Given request 1.
In the memoir about hosting Joan Evans Weatherby, what did Joan's mother do at MGM?
Given request 2.
Carry the memoir about hosting Joan Evans Weatherby forward, beginning after its last sentence.

Document.

Katy, How the Hell Are You?

Years ago, my wife, Sue Hart, and I, hosted Joan Evans Weatherby, who was in town to see Sue about a publishing project. Her father, Dale Eunson, had written a Montana classic, Up on the Rims, about growing up on a hardscrabble ranch in central Montana, and wondered whether Sue, the go-to person in these matters, could get it republished. Sue could and did. Sue's academic specialty was Montana literature, and in fact Sue was thrilled at the prospect of putting the book back in print.

Joan Evans was the last of Sam Goldwyn's contract players, and had starred in a number of films opposite Farley Granger, Dana Andrews, and Audie Murphy. Her father had left Montana to write screenplays, and her mother, Katherine Albert, had been Louis B. Mayer's assistant at MGM, as well as a screenwriter herself.

Data supplied.
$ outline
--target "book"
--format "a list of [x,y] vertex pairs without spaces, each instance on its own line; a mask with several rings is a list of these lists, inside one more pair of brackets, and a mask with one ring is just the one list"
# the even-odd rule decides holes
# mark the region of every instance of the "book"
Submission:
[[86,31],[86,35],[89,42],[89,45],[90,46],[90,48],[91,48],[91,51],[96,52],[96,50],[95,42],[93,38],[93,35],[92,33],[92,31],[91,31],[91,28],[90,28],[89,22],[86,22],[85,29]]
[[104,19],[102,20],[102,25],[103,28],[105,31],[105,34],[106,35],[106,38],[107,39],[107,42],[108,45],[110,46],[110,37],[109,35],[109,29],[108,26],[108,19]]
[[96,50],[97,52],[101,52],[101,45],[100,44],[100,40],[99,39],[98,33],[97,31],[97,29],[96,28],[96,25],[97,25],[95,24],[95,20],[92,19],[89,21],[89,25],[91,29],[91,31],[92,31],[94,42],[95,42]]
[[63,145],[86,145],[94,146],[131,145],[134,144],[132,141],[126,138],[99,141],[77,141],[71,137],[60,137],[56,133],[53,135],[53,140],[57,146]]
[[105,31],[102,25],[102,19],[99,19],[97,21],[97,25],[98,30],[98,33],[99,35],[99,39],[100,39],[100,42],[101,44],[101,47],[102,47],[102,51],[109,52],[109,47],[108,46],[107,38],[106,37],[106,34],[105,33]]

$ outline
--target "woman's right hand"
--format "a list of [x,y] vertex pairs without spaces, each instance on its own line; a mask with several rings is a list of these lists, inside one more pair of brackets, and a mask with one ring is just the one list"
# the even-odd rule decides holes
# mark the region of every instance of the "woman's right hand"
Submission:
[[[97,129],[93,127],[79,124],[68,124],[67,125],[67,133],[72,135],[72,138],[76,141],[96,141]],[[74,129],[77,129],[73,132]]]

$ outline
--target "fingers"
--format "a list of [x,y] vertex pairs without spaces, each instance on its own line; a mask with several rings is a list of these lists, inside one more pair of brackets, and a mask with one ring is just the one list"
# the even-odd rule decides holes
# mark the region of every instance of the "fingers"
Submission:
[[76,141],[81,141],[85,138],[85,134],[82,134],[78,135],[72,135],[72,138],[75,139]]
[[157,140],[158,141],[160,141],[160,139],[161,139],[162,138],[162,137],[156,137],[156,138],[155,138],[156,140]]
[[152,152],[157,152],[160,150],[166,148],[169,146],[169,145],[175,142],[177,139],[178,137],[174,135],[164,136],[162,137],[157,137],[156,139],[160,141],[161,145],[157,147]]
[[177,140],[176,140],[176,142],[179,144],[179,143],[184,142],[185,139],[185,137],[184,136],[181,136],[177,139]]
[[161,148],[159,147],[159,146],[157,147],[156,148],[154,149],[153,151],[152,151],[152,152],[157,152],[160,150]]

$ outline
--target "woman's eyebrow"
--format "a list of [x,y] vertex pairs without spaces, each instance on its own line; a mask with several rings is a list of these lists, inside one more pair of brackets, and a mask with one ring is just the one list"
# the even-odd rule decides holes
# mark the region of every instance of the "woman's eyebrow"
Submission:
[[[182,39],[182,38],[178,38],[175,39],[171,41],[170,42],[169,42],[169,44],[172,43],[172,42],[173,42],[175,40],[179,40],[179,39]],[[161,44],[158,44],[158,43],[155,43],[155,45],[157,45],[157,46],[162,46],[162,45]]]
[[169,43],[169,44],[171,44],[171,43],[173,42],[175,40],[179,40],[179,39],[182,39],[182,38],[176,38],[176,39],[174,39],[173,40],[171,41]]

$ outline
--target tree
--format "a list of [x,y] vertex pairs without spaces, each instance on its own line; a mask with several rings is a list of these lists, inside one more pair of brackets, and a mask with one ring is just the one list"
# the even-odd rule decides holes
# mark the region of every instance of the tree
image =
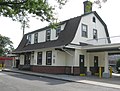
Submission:
[[0,35],[0,56],[6,56],[14,49],[13,42],[8,37]]
[[[51,24],[56,23],[55,6],[49,4],[51,0],[0,0],[0,16],[10,17],[14,21],[19,21],[24,28],[28,27],[29,14],[41,21]],[[54,0],[60,6],[65,5],[67,0]],[[101,7],[101,2],[107,0],[93,0],[93,3]]]
[[[67,0],[55,0],[59,6],[65,5]],[[41,21],[53,23],[55,7],[48,0],[0,0],[0,15],[10,17],[14,21],[27,24],[29,14]]]

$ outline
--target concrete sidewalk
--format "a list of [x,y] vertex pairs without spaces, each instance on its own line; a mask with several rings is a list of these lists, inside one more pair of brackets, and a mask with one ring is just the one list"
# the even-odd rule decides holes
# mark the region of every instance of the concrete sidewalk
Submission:
[[80,77],[72,75],[43,74],[17,69],[4,69],[3,71],[120,89],[120,75],[116,76],[115,74],[113,74],[114,76],[112,78],[99,78],[96,76]]

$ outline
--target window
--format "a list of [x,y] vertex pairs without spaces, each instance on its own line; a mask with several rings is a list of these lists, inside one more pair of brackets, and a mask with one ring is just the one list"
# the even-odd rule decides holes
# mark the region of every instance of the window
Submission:
[[60,28],[60,27],[58,27],[58,28],[56,29],[56,37],[58,37],[58,36],[59,36],[60,31],[61,31],[61,28]]
[[52,51],[46,52],[46,65],[52,64]]
[[50,29],[49,30],[46,30],[46,41],[50,41]]
[[93,22],[96,22],[96,19],[95,19],[95,17],[93,17]]
[[31,34],[28,35],[28,38],[27,38],[27,44],[31,44]]
[[93,39],[97,39],[97,30],[93,29]]
[[34,43],[38,43],[38,33],[34,34]]
[[88,37],[88,27],[85,24],[82,24],[82,37]]
[[37,54],[37,64],[42,65],[42,52]]

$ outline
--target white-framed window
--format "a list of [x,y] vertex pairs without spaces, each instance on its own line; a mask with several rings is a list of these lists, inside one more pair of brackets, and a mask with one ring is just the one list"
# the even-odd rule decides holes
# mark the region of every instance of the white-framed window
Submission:
[[88,37],[88,26],[87,25],[85,25],[85,24],[82,24],[82,37]]
[[50,36],[51,36],[51,30],[48,29],[46,30],[46,41],[50,41]]
[[42,65],[42,52],[37,53],[37,64]]
[[93,29],[93,39],[98,39],[98,34],[96,29]]
[[38,33],[34,34],[34,43],[38,43]]
[[94,23],[96,23],[96,19],[95,19],[95,17],[92,18],[92,21],[93,21]]
[[31,44],[31,34],[29,34],[27,37],[27,44]]
[[57,27],[56,28],[56,37],[59,36],[60,32],[61,32],[61,27]]

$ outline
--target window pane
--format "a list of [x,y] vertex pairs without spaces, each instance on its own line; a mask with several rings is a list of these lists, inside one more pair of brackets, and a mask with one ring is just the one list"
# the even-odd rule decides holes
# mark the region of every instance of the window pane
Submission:
[[82,37],[87,37],[88,34],[87,34],[87,25],[85,24],[82,24]]
[[58,27],[58,28],[56,29],[56,37],[59,36],[60,32],[61,32],[61,27]]
[[34,43],[38,43],[38,33],[34,34]]
[[46,41],[50,41],[50,34],[51,34],[51,31],[46,30]]
[[39,64],[39,65],[42,64],[42,52],[38,52],[38,56],[37,56],[37,64]]
[[46,65],[52,64],[52,51],[46,52]]
[[93,39],[97,39],[97,30],[93,29]]
[[31,34],[28,35],[27,44],[31,44]]

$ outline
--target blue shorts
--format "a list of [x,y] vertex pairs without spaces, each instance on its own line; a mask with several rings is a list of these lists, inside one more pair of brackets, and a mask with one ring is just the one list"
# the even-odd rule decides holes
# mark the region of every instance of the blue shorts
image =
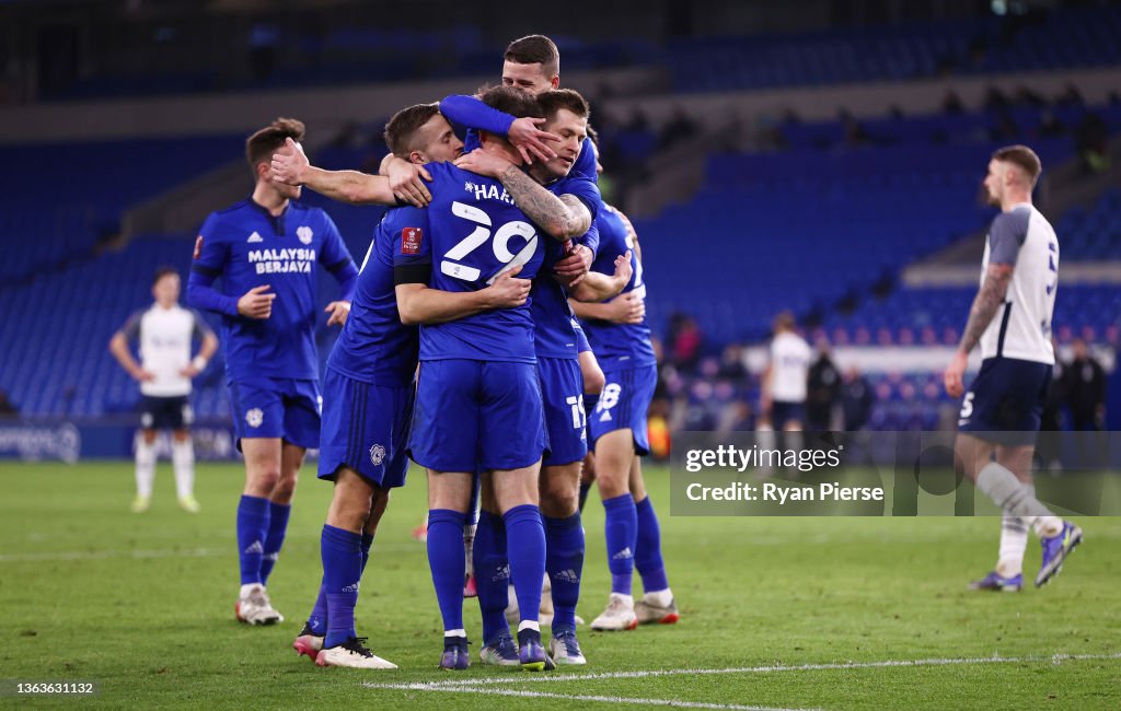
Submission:
[[425,361],[417,382],[413,460],[435,471],[519,469],[548,452],[534,363]]
[[587,343],[587,334],[584,333],[584,327],[576,319],[572,319],[572,326],[576,329],[576,353],[591,350],[592,344]]
[[1050,382],[1046,363],[985,358],[962,397],[957,431],[1000,445],[1035,443]]
[[658,366],[646,365],[627,371],[604,373],[608,383],[603,386],[600,402],[589,420],[592,432],[592,449],[595,442],[614,430],[630,428],[634,438],[634,451],[650,453],[649,436],[646,431],[646,413],[654,400],[654,389],[658,384]]
[[340,467],[381,488],[405,486],[413,384],[374,385],[327,368],[323,376],[319,478]]
[[576,358],[537,358],[545,403],[545,429],[549,433],[549,453],[543,466],[583,461],[587,453],[584,423],[584,376]]
[[806,424],[806,403],[775,400],[771,402],[771,425],[781,430],[787,422],[795,421]]
[[140,400],[140,427],[146,430],[185,430],[194,419],[186,395],[145,395]]
[[319,384],[316,381],[262,377],[229,384],[233,429],[241,440],[279,437],[315,449],[319,446]]

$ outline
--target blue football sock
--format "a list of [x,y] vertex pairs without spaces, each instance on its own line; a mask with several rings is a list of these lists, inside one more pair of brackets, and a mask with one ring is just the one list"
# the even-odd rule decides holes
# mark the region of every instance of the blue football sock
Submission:
[[284,535],[288,532],[288,516],[291,506],[269,502],[269,533],[265,536],[265,556],[261,559],[261,584],[268,584],[269,573],[277,564],[280,549],[284,548]]
[[491,644],[498,636],[510,634],[510,627],[506,624],[506,588],[510,584],[510,563],[506,558],[506,522],[498,514],[480,512],[474,561],[479,611],[483,618],[483,644]]
[[428,568],[444,630],[463,629],[463,522],[466,515],[450,508],[428,512]]
[[584,504],[587,503],[587,493],[592,490],[591,481],[582,481],[580,485],[580,513],[584,513]]
[[323,646],[336,647],[358,636],[354,632],[354,606],[358,605],[358,588],[362,578],[362,536],[324,524],[319,553],[327,598],[327,638],[323,640]]
[[654,513],[654,504],[647,496],[634,505],[638,514],[638,540],[634,543],[634,568],[642,576],[642,589],[647,592],[665,590],[669,587],[666,579],[666,564],[661,561],[661,528],[658,526],[658,515]]
[[[369,533],[362,534],[362,572],[365,572],[365,564],[370,560],[370,546],[373,545],[373,536]],[[322,546],[322,542],[321,542]],[[327,590],[319,584],[319,595],[315,598],[315,606],[312,614],[307,616],[307,626],[313,635],[323,636],[327,634]]]
[[580,577],[584,572],[584,526],[580,514],[545,516],[545,570],[553,581],[553,634],[576,632]]
[[634,546],[638,537],[638,514],[630,494],[603,500],[605,522],[603,537],[608,543],[608,570],[611,571],[611,591],[631,593],[634,572]]
[[541,579],[545,577],[545,526],[541,512],[532,504],[515,506],[502,515],[506,522],[507,556],[510,578],[518,597],[522,621],[537,621],[541,608]]
[[242,495],[238,504],[238,550],[243,586],[261,582],[261,558],[268,530],[269,499]]

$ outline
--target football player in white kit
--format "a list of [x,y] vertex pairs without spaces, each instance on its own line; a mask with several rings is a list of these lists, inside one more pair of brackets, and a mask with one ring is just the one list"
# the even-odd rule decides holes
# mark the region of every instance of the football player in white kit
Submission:
[[[945,372],[946,392],[964,393],[957,458],[1004,512],[997,569],[971,586],[978,590],[1020,590],[1029,527],[1043,544],[1036,587],[1056,576],[1082,542],[1082,530],[1040,504],[1031,484],[1036,433],[1055,364],[1050,330],[1059,254],[1055,230],[1031,205],[1041,171],[1039,157],[1027,146],[1001,148],[989,161],[984,188],[1001,214],[989,228],[981,289]],[[978,345],[981,371],[966,392],[962,376]]]
[[[156,433],[172,430],[172,467],[179,507],[197,513],[195,452],[189,432],[193,414],[187,395],[191,378],[202,373],[217,350],[217,338],[197,311],[179,306],[179,274],[175,269],[156,270],[151,293],[156,302],[133,314],[109,342],[109,350],[140,383],[143,395],[140,437],[136,441],[137,496],[132,511],[148,509],[156,477]],[[192,358],[191,344],[195,339],[200,348]],[[140,363],[129,349],[132,342],[140,345]]]

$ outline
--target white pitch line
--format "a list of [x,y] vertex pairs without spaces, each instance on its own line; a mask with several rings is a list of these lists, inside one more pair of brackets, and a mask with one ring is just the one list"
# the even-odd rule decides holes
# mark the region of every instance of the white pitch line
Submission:
[[[540,682],[577,682],[594,681],[603,679],[647,679],[650,676],[678,676],[682,674],[704,675],[704,674],[765,674],[773,672],[819,672],[834,670],[865,670],[887,668],[906,666],[954,666],[954,665],[980,665],[980,664],[1027,664],[1045,663],[1059,664],[1062,662],[1083,662],[1094,659],[1121,659],[1121,653],[1114,654],[1053,654],[1047,656],[1022,656],[1022,657],[974,657],[974,658],[944,658],[944,659],[884,659],[881,662],[837,662],[830,664],[769,664],[762,666],[740,666],[730,668],[679,668],[679,670],[648,670],[638,672],[601,672],[596,674],[545,674],[545,675],[518,675],[518,676],[490,676],[485,679],[448,680],[441,682],[418,682],[410,685],[410,689],[423,691],[463,690],[472,686],[487,686],[494,684],[525,684]],[[370,687],[381,687],[380,684],[367,682]]]
[[[527,680],[522,680],[527,681]],[[631,696],[597,696],[589,694],[558,694],[546,691],[520,691],[513,689],[482,689],[475,686],[437,686],[418,682],[414,684],[374,684],[362,682],[368,689],[398,689],[401,691],[439,691],[452,694],[485,694],[488,696],[520,696],[522,699],[560,699],[563,701],[601,701],[603,703],[633,703],[643,707],[673,707],[675,709],[731,709],[733,711],[798,711],[776,707],[750,707],[738,703],[705,703],[703,701],[678,701],[676,699],[634,699]]]

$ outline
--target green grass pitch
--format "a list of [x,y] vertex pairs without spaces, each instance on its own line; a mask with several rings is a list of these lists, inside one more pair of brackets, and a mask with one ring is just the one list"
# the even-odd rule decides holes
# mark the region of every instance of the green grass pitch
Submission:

Written answer 1.
She was Louis B. Mayer's assistant and also worked as a screenwriter.

Written answer 2.
Joan told us this delightful story, dating back to World War Two, when Captain Clark Gable was stationed at the Willard Hotel in Washington, where he was making films for the war effort. Mayer asked Joan's mother to get ahold of Gable person-to-person, which was not easy back then. It involved lining up a call through several phone companies, from Los Angeles to Washington. So Katherine plunged in, and could hear the operators chatter in the background: "Hey, get a load of this! Miss Katherine Albert is calling Captain Clark Gable at the Willard hotel in Washington." By the time the call was put together, there were several operators, glued to the earphones, waiting for the show to begin.

The phone rang, Gable answered, and the operator told him a Miss Katherine Albert was calling Captain Clark Gable, person-to-person, and did he accept the call?

He did. "Katy, how the hell are you?" he asked, and the collective sigh was audible up and down the line.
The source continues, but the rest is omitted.